● **Work to do**: Return verbatim the lines of the material beginning with the line containing "The client would like the sports" and continuing through the end of the material.

(Data entries)
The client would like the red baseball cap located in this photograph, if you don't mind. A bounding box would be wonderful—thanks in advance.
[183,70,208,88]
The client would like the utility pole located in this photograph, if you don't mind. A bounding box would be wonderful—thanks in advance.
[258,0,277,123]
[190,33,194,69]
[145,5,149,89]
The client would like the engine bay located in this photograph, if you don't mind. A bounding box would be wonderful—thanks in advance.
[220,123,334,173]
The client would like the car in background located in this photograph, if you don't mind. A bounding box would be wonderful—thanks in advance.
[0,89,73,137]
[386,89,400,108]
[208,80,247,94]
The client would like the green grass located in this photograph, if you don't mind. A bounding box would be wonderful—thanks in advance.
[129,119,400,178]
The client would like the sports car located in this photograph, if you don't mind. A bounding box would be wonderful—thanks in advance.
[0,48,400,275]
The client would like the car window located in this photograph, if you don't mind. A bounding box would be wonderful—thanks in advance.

● **Written reply**:
The client would like the sports car located in this photograph, if you don't mind. A bounding box would be wonderful—thanks in advance.
[0,48,400,275]
The client would like the car window located in this photograph, if you don't mind. A bounding box would be wonderful—thanks in advance.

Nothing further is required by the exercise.